• _PROBLEM TO WORK ON_: In the passage on road rage below, what three outcomes can road rage lead to?

Continuation from part 1 of 2 – found here

4. Road Rage

Road rage is connected to anger and the loss of control over one’s behaviour and speech, which begin to exhibit aggression. In drivers, such behaviour may include gesturing, verbal insults or threats, deliberately driving in an unsafe manner etc. Road rage can lead to altercations, assaults and collisions. It can be thought of as an extreme case of aggressive driving and from amongst the many manifestations of road rage are the following:

– General aggressive driving, including sudden acceleration, braking and close tailgating

– Cutting others off in a lane or deliberately preventing someone from merging into a lane.

– Chasing other motorists and scaring pedestrians, flashing lights and/or sounding the horn excessively.

– Yelling or exhibiting rude physical gestures at pedestrians or other roadside establishments.

Anger is an emotion that inspires action and the action it inspires is usually one of injury and injustice. It is a powerful emotion that rages through a person, creating a desire for revenge and the need to strike out at the object of anger. Such is the destructive nature of anger and uncontrolled aggression that when the man asked the Prophet صلى الله عليه وسلم for advice, he responded every time with, “Do not get angry”. [1]

Below are four points derived from Islamic texts that will help Muslim drivers (and others) to overcome their anger in various situations.

Source data:
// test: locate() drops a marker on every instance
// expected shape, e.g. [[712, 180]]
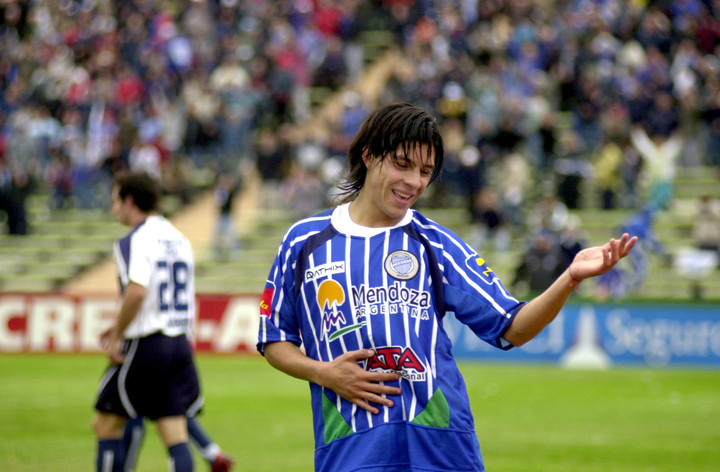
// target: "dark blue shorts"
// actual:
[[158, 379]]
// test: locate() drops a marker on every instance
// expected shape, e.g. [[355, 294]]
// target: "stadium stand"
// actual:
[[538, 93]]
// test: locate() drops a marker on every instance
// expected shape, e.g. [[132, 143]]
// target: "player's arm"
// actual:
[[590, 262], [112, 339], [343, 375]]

==

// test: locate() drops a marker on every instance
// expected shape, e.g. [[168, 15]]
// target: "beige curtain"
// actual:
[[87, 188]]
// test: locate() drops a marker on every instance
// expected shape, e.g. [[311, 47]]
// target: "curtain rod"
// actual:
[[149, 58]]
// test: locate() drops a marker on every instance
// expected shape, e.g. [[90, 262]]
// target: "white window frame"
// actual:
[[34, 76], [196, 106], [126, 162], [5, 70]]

• _EXERCISE OUTPUT_: Road rage can lead to altercations, assaults and collisions.